■ What to do ■
Continue the passage about making eye contact with people while walking through the Con, starting after its final sentence.
#### Excerpt provided ####
Walking through the Con is like trying to get through the Ginza at rush hour, and in response I usually develop a Japanese-style self-containment. Don't stop, don't stare, don't make eye contact, don't make any wild arm movements. But sometimes I like to
see the people I'm passing. Meet their eyes, even, and try to catch a glimpse of who that is inside the t-shirt reading "I Want to Believe" or "Why So Serious?" or "Property of Dharma Initiative" or "Talk Nerdy to Me." Typically, when I make eye contact, there will be an instant in which it is returned, usually with a hint of a question—who are you, are you going to speak to me, do I know you, should I know you? And then it will shrink away, the eyes narrowing a little with a soft pain, shifting to the side.
#### Supplied material ####
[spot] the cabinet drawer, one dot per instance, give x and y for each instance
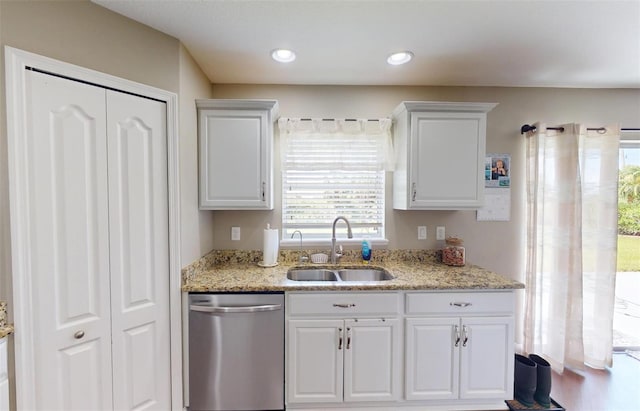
(460, 303)
(343, 304)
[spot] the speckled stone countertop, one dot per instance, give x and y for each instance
(233, 271)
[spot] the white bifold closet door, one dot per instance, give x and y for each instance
(98, 229)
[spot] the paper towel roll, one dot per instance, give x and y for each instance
(270, 244)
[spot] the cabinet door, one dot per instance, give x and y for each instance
(235, 159)
(372, 360)
(68, 251)
(315, 360)
(447, 160)
(486, 368)
(432, 358)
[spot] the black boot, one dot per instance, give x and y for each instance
(525, 378)
(543, 385)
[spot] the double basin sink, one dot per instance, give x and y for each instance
(339, 274)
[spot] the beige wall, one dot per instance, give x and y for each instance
(494, 245)
(196, 231)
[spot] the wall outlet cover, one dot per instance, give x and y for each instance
(235, 233)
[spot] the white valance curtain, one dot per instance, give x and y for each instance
(336, 144)
(572, 211)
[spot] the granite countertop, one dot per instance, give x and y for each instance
(228, 271)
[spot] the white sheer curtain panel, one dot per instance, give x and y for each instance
(572, 207)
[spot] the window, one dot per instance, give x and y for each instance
(330, 169)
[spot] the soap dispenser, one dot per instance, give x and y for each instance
(366, 251)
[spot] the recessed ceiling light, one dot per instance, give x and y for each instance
(400, 58)
(283, 55)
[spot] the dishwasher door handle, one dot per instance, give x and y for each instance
(235, 309)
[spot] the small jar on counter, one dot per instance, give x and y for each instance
(453, 252)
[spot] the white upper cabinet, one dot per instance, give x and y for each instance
(440, 150)
(236, 154)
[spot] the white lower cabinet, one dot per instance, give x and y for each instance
(444, 350)
(336, 360)
(451, 358)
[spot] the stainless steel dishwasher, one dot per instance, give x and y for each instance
(236, 352)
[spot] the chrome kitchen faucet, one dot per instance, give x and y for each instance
(334, 256)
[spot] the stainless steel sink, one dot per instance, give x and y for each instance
(340, 275)
(311, 275)
(365, 274)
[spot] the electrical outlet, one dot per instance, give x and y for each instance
(235, 233)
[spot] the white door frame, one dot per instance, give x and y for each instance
(16, 62)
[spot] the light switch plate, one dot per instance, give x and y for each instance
(422, 232)
(235, 233)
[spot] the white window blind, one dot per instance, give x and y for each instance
(334, 168)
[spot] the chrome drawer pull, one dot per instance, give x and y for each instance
(459, 304)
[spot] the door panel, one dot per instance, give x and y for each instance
(79, 366)
(372, 360)
(140, 348)
(68, 216)
(138, 226)
(314, 361)
(487, 358)
(432, 358)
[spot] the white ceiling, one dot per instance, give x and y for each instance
(543, 43)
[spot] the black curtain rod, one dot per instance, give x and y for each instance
(526, 127)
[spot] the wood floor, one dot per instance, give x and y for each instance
(615, 389)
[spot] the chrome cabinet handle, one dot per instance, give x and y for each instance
(344, 305)
(242, 309)
(465, 336)
(460, 304)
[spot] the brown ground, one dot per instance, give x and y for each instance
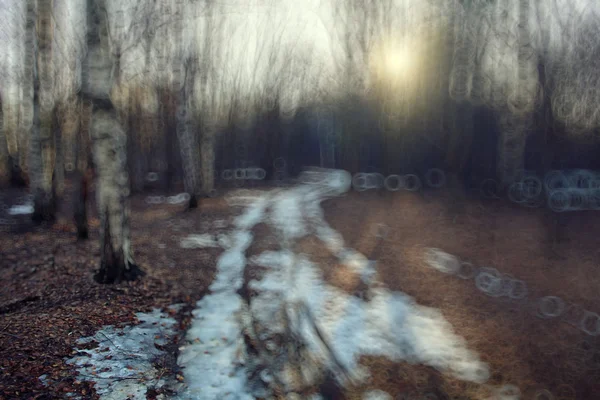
####
■ Response to the exercise ■
Like me, these are shy people who want to make contact. But where just any small talk might be pleasant elsewhere, it's not enough at the Con. For four and a half days at the Con, where a fellow worshiper of nearly every pop-culture fetish can be found, it is possible and essential to seek people who will share our obsessions and our vast bodies of esoteric knowledge. There is no time to waste with people who only want to engage in pleasant small talk when there is someone else out there, perhaps in the very next aisle, who will instantly be able to reflect back our own devotion to
Babylon 5, Carmine Infantino, Godzilla. Even the sad collecting of call-GIRLs. For the pop-culture geek, for the collector or obsessive whose emotions are deeply entwined with a body of bigger-than-life characters and vivid iconography, this is human contact at its most intense. That's why packs of fans will swoop by talking so loudly and so quickly and so all at once. They're riding the crest of a high.

That's why dressing up at the Con is also undressing. Shedding the disguise of shorts and t-shirts that says, "I'm pretty much like the rest of them," and instead standing naked as a lover of
Pirates of the Caribbean or Shrek or Cowboy Bebop. Sure, it's about showing off and attracting mass attention too, but the real satisfaction is connecting in an instant, at a glance, across a room with people who get exactly why we are Jedis, Klingons, samurai, vampires, wizards, Spartan IIs, Jokers, Harley Quinns. This is the way we live now: specializing, self-identifying, collecting, acquiring, branding, niching—and then yearning for reconnection.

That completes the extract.